■ **WORK REQUEST**:
The span to copy runs from the line containing "target | noseband" to the last line below. Copy it exactly, with nothing else.

■ **DATA**:
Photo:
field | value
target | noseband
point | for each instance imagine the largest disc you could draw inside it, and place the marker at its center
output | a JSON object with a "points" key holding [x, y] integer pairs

■ **SOLUTION TO THIS PROBLEM**:
target | noseband
point | for each instance imagine the largest disc you could draw inside it, and place the marker at its center
output | a JSON object with a "points" key holding [x, y] integer pairs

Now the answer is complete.